### Problem details
Count the lines in the data below that contain the word "house", and give only the number.

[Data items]
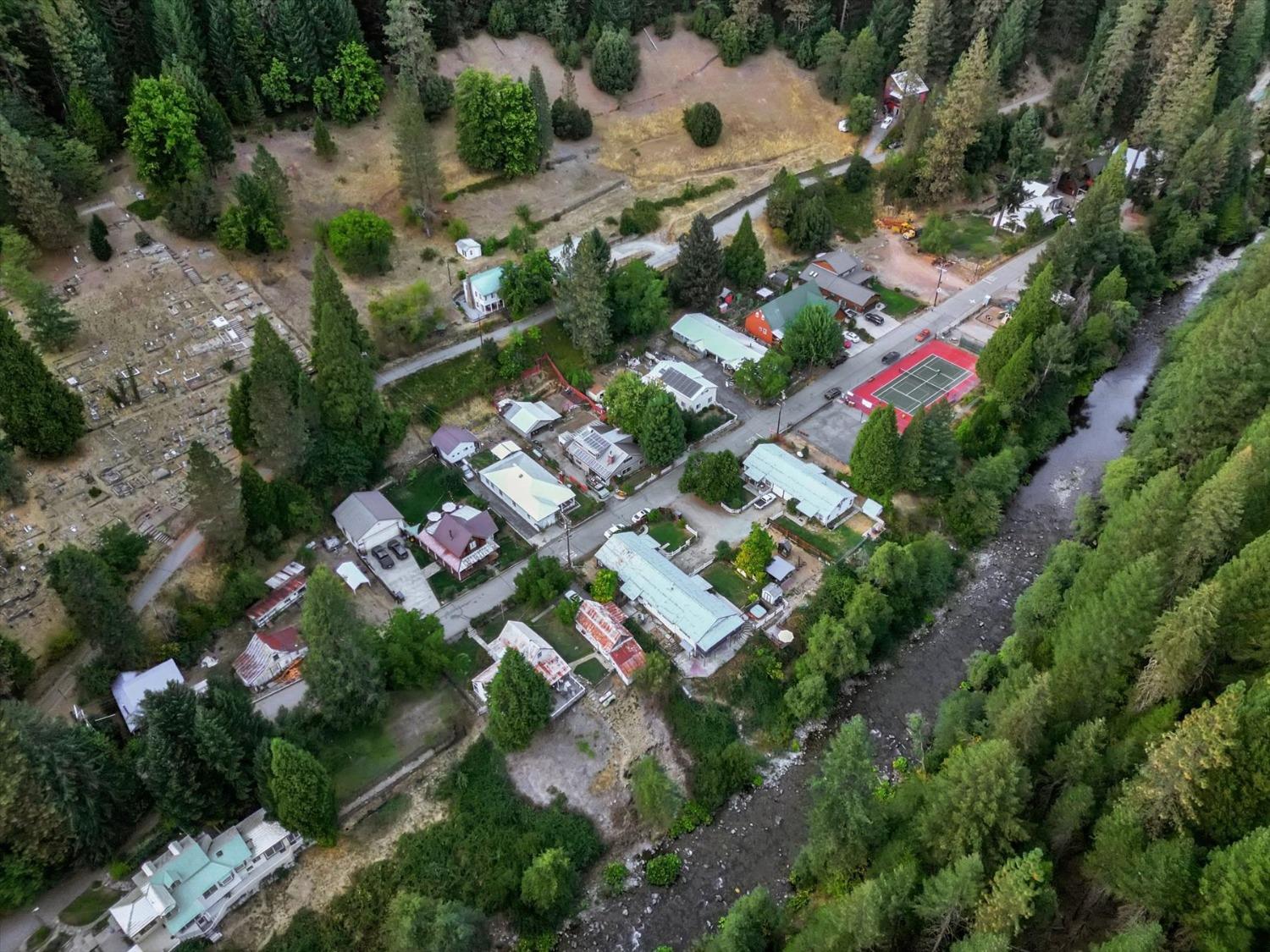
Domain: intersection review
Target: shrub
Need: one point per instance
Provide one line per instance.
(663, 870)
(615, 878)
(704, 124)
(640, 218)
(361, 240)
(569, 121)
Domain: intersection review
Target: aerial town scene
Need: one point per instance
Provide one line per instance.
(634, 475)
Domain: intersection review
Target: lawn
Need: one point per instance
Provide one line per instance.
(728, 583)
(698, 426)
(89, 905)
(832, 543)
(592, 670)
(670, 533)
(416, 720)
(898, 304)
(427, 487)
(973, 236)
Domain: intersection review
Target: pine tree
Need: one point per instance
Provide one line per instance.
(875, 456)
(51, 325)
(302, 792)
(36, 201)
(277, 406)
(743, 263)
(417, 160)
(37, 410)
(582, 301)
(99, 240)
(698, 273)
(340, 668)
(177, 32)
(520, 702)
(213, 499)
(968, 101)
(543, 107)
(323, 144)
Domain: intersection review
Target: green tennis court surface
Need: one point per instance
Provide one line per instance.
(922, 385)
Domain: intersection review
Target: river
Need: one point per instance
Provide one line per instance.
(754, 839)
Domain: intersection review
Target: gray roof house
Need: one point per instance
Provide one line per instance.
(683, 603)
(454, 443)
(187, 890)
(368, 520)
(604, 451)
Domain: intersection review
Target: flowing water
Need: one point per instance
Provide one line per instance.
(754, 839)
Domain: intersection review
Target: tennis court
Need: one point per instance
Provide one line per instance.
(932, 372)
(922, 385)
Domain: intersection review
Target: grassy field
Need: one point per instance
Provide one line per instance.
(592, 670)
(668, 533)
(897, 302)
(89, 905)
(416, 720)
(832, 543)
(728, 583)
(427, 489)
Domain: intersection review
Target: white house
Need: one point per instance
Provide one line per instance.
(483, 291)
(709, 337)
(683, 603)
(130, 690)
(368, 520)
(817, 495)
(1041, 197)
(454, 443)
(185, 893)
(527, 416)
(691, 390)
(533, 492)
(518, 636)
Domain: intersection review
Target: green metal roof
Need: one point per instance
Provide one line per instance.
(781, 310)
(190, 875)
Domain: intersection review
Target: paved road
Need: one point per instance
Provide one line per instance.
(588, 537)
(157, 576)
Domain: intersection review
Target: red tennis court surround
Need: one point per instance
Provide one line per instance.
(932, 372)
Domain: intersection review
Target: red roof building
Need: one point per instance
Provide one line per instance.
(277, 601)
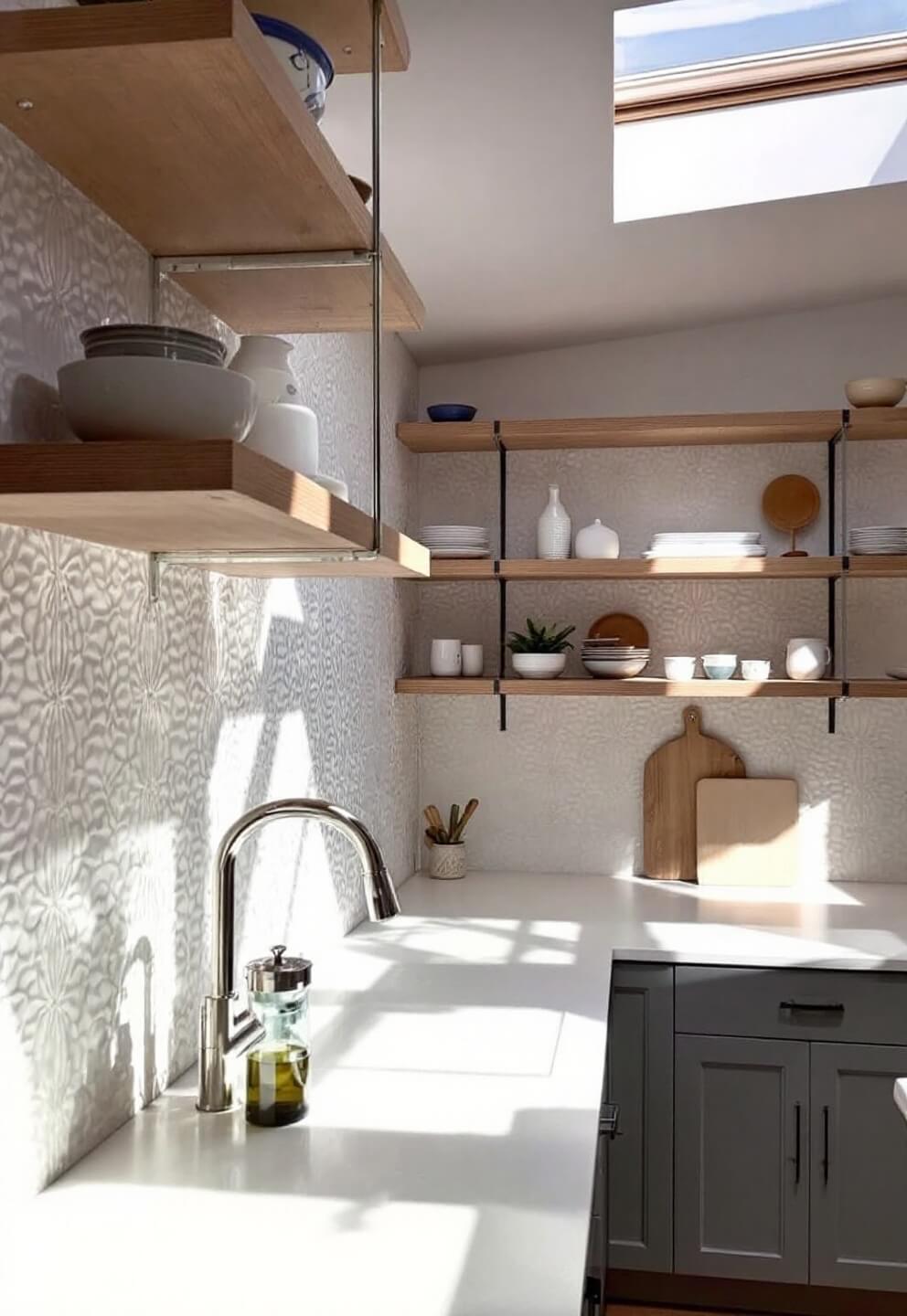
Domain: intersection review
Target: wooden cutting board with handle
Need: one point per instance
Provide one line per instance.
(669, 798)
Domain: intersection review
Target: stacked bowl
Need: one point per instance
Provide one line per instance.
(155, 382)
(455, 541)
(614, 661)
(880, 540)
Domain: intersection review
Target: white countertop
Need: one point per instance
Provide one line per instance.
(445, 1168)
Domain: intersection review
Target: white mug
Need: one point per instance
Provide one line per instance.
(446, 658)
(473, 660)
(807, 660)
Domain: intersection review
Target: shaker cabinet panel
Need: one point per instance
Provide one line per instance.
(742, 1145)
(640, 1079)
(859, 1205)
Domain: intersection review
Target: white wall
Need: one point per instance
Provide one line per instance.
(561, 789)
(760, 153)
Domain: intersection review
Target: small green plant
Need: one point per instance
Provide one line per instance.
(540, 640)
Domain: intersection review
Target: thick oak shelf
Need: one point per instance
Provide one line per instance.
(636, 568)
(209, 496)
(587, 685)
(656, 430)
(174, 117)
(344, 29)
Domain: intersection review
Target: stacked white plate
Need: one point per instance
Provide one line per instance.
(608, 658)
(880, 540)
(455, 541)
(706, 544)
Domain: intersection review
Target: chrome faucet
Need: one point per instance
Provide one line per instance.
(223, 1036)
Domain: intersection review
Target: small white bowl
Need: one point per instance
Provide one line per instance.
(679, 669)
(133, 398)
(876, 391)
(539, 666)
(719, 666)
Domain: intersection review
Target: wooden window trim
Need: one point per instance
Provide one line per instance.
(760, 78)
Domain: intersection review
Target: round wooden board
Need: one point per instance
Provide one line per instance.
(792, 503)
(628, 631)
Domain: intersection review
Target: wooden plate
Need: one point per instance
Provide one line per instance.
(629, 631)
(792, 503)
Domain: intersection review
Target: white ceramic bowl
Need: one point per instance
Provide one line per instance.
(539, 666)
(614, 667)
(679, 669)
(876, 391)
(719, 666)
(287, 434)
(131, 398)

### Solution for this exercise
2